• TASK GOAL:
Every entry is to be returned unchanged, and no picture is to be included.

• Records excerpted from a collection:
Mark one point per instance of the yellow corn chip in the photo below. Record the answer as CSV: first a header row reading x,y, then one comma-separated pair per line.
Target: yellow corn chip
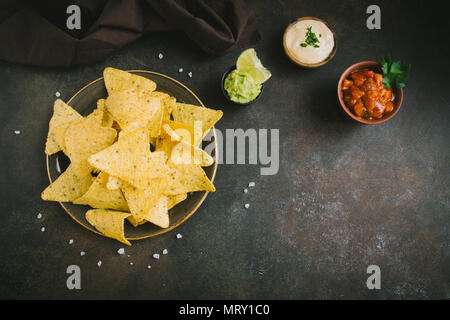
x,y
113,183
179,151
130,159
172,201
136,221
84,138
107,119
150,203
118,80
109,223
99,197
187,178
133,112
167,101
67,187
189,114
63,114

• PROBLEM SOLUTION:
Mark one point per instance of the yellow corn chip in the photo below. Record the answer as CSV: first a header row reading x,y, then one comma-separated pair per line.
Target: yellow corn chip
x,y
113,183
179,151
130,159
172,201
136,221
84,138
107,119
150,203
118,80
109,223
99,197
187,178
133,112
167,101
67,187
189,114
63,114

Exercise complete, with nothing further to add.